#### [Task to carry out]
Please restate every record below word for word.

*** Opening Data extracts ***

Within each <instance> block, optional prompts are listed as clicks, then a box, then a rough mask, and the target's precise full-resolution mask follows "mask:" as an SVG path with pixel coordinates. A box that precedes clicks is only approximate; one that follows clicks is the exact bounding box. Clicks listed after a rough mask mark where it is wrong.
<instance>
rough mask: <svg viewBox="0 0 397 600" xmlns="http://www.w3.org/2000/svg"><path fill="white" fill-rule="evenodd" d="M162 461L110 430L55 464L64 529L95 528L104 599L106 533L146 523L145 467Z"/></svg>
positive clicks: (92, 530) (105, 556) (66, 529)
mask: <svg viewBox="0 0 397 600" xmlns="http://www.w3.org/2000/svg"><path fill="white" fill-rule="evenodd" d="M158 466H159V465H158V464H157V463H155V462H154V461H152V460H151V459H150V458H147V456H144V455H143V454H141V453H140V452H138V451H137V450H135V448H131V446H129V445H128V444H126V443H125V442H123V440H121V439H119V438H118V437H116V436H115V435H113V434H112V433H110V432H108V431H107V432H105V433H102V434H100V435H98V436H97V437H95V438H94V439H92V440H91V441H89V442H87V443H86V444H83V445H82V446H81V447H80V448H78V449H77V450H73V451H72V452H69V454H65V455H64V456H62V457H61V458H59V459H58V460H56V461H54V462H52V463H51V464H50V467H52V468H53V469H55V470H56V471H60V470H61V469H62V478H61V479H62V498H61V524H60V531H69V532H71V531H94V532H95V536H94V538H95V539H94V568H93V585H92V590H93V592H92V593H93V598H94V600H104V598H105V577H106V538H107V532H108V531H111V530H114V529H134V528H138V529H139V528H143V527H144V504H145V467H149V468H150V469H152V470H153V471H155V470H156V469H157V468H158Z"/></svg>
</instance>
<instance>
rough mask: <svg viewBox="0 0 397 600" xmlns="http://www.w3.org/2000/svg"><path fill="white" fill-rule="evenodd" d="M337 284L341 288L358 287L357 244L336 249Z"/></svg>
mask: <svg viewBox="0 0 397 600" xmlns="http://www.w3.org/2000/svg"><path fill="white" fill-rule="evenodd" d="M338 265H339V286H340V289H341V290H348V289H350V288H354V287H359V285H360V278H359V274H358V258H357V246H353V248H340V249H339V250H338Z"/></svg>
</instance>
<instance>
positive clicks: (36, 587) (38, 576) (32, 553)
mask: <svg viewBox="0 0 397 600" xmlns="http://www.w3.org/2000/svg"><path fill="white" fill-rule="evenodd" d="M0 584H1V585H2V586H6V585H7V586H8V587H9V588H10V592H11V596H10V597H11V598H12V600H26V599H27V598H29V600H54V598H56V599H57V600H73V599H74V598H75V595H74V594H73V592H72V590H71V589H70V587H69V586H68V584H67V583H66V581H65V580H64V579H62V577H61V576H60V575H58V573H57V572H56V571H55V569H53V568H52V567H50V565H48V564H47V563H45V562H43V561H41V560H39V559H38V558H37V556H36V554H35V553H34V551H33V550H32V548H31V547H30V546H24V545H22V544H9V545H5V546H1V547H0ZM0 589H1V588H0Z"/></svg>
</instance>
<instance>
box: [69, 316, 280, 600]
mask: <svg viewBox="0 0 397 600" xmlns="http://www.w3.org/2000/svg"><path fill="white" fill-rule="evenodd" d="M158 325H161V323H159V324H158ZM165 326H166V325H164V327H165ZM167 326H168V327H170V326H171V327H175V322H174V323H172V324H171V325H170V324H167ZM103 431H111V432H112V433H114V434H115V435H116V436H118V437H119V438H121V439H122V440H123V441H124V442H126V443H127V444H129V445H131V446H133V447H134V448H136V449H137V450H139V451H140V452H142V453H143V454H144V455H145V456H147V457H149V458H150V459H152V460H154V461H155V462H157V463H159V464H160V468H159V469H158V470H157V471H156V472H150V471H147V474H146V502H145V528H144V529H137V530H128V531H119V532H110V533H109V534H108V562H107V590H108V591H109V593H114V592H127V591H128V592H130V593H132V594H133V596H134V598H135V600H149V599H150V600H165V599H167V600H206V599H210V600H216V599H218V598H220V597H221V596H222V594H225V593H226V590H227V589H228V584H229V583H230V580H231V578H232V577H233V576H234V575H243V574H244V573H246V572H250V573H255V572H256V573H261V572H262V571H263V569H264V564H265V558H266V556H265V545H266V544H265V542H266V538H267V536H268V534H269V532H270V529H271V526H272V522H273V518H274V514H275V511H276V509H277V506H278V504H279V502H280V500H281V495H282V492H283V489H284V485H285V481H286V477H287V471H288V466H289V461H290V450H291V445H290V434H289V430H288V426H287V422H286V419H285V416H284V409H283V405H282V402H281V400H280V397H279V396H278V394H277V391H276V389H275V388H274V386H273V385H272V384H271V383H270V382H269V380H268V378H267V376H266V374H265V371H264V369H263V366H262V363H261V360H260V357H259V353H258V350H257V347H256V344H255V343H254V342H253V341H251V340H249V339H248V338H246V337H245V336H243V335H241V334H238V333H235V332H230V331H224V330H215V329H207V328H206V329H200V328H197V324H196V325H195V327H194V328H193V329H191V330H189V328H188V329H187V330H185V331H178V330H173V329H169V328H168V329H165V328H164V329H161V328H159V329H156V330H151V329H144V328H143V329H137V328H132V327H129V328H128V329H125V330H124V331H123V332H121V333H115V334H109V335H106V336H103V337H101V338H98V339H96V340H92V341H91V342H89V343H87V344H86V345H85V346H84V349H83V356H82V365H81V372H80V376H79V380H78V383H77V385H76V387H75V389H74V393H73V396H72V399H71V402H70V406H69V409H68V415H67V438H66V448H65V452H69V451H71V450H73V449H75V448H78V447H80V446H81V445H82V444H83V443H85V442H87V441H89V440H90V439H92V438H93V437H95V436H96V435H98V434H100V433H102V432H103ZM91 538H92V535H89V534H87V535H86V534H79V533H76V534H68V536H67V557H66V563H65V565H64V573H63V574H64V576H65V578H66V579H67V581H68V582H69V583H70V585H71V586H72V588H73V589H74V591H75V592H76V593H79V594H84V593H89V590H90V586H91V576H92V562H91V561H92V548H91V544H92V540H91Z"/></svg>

*** Closing Data extracts ***

#### [Exercise answer]
Within each <instance> block, optional prompts are listed as clicks, then a box, then a rough mask, and the target's precise full-resolution mask follows "mask:" as an SVG path with pixel coordinates. A box that precedes clicks is only approximate; one that follows clicks is the exact bounding box. Clicks listed after a rough mask mark where it is wrong.
<instance>
rough mask: <svg viewBox="0 0 397 600" xmlns="http://www.w3.org/2000/svg"><path fill="white" fill-rule="evenodd" d="M162 461L110 430L55 464L64 529L95 528L104 599L106 533L146 523L145 467Z"/></svg>
positive clicks: (92, 530) (105, 556) (66, 529)
mask: <svg viewBox="0 0 397 600" xmlns="http://www.w3.org/2000/svg"><path fill="white" fill-rule="evenodd" d="M158 466H159V465H158V464H157V463H155V462H154V461H152V460H151V459H150V458H147V456H144V455H143V454H141V453H140V452H138V451H137V450H135V448H131V446H129V445H128V444H126V443H125V442H123V440H121V439H119V438H118V437H116V436H115V435H113V434H112V433H110V432H108V431H107V432H105V433H102V434H100V435H98V436H97V437H95V438H94V439H92V440H91V441H89V442H87V443H86V444H83V445H82V446H81V447H80V448H78V449H77V450H73V451H72V452H69V454H65V455H64V456H62V457H61V458H59V459H58V460H56V461H54V462H52V463H51V464H50V467H52V468H53V469H55V470H56V471H60V470H61V469H62V478H61V479H62V498H61V524H60V531H69V532H71V531H94V532H95V536H94V538H95V539H94V568H93V585H92V590H93V592H92V593H93V598H94V600H104V598H105V577H106V538H107V532H108V531H111V530H114V529H134V528H138V529H139V528H143V527H144V504H145V467H149V468H150V469H152V470H153V471H155V470H156V469H157V468H158Z"/></svg>
</instance>
<instance>
rough mask: <svg viewBox="0 0 397 600" xmlns="http://www.w3.org/2000/svg"><path fill="white" fill-rule="evenodd" d="M337 284L341 288L358 287L357 244L336 249Z"/></svg>
mask: <svg viewBox="0 0 397 600" xmlns="http://www.w3.org/2000/svg"><path fill="white" fill-rule="evenodd" d="M338 265H339V286H340V289H341V290H348V289H350V288H354V287H359V285H360V278H359V274H358V258H357V246H353V248H340V249H339V250H338Z"/></svg>
</instance>
<instance>
positive clicks: (36, 587) (38, 576) (32, 553)
mask: <svg viewBox="0 0 397 600" xmlns="http://www.w3.org/2000/svg"><path fill="white" fill-rule="evenodd" d="M0 584H1V585H2V586H6V585H7V586H8V587H9V588H10V592H11V596H10V597H11V598H12V600H26V599H27V598H29V600H54V598H56V599H57V600H73V599H74V598H75V595H74V594H73V592H72V590H71V589H70V587H69V586H68V584H67V583H66V581H65V580H64V579H62V577H61V576H60V575H58V573H57V572H56V571H55V569H53V568H52V567H50V565H48V564H47V563H45V562H43V561H41V560H39V559H38V558H37V556H36V554H35V553H34V551H33V550H32V548H31V547H30V546H24V545H22V544H9V545H5V546H1V547H0ZM0 589H1V588H0Z"/></svg>
</instance>
<instance>
box: [69, 316, 280, 600]
mask: <svg viewBox="0 0 397 600" xmlns="http://www.w3.org/2000/svg"><path fill="white" fill-rule="evenodd" d="M158 325H161V323H159V324H158ZM165 326H166V325H164V327H165ZM167 326H168V327H170V326H171V327H175V322H174V323H172V324H171V325H170V324H167ZM103 431H111V432H112V433H114V434H115V435H116V436H118V437H119V438H121V439H122V440H123V441H124V442H126V443H127V444H129V445H131V446H133V447H134V448H136V449H137V450H139V451H140V452H142V453H143V454H144V455H145V456H147V457H149V458H150V459H152V460H154V461H155V462H157V463H159V464H160V468H159V469H158V470H157V471H156V472H150V471H147V474H146V502H145V528H144V529H137V530H128V531H119V532H110V533H109V534H108V562H107V590H108V591H109V593H114V592H127V591H128V592H130V593H132V594H133V596H134V598H135V600H149V599H150V600H165V599H167V600H206V599H210V600H216V599H218V598H220V597H221V596H222V594H225V593H226V590H227V589H228V584H229V583H230V580H231V578H232V577H233V576H234V575H243V574H244V573H246V572H250V573H255V572H256V573H261V572H262V571H263V569H264V564H265V558H266V556H265V545H266V544H265V542H266V538H267V536H268V534H269V532H270V529H271V526H272V522H273V518H274V514H275V511H276V509H277V506H278V504H279V502H280V500H281V495H282V492H283V489H284V485H285V481H286V477H287V471H288V466H289V461H290V450H291V445H290V434H289V430H288V426H287V422H286V419H285V416H284V409H283V405H282V402H281V400H280V397H279V396H278V394H277V391H276V389H275V388H274V386H273V385H272V384H271V383H270V382H269V380H268V378H267V376H266V374H265V371H264V369H263V366H262V363H261V360H260V357H259V353H258V350H257V347H256V344H255V343H254V342H253V341H251V340H249V339H248V338H246V337H245V336H243V335H241V334H238V333H235V332H230V331H224V330H215V329H207V328H206V329H200V328H197V324H196V325H195V327H194V328H193V329H191V330H189V328H188V329H187V330H185V331H178V330H173V329H169V328H168V329H165V328H164V329H161V328H159V329H156V330H151V329H144V328H143V329H137V328H132V327H129V328H128V329H125V330H124V331H123V332H121V333H115V334H109V335H106V336H103V337H101V338H98V339H96V340H92V341H91V342H89V343H87V344H86V345H85V346H84V349H83V356H82V365H81V372H80V376H79V380H78V383H77V385H76V387H75V389H74V393H73V396H72V399H71V402H70V406H69V409H68V415H67V438H66V448H65V452H69V451H71V450H73V449H75V448H78V447H80V446H81V445H82V444H83V443H85V442H87V441H89V440H90V439H92V438H93V437H95V436H96V435H98V434H100V433H102V432H103ZM91 538H92V535H89V534H87V535H86V534H79V533H76V534H68V536H67V557H66V563H65V565H64V573H63V574H64V576H65V578H66V579H67V581H68V582H69V583H70V585H71V586H72V588H73V589H74V591H75V592H76V593H79V594H84V593H89V590H90V586H91V576H92V562H91V561H92V548H91V544H92V540H91Z"/></svg>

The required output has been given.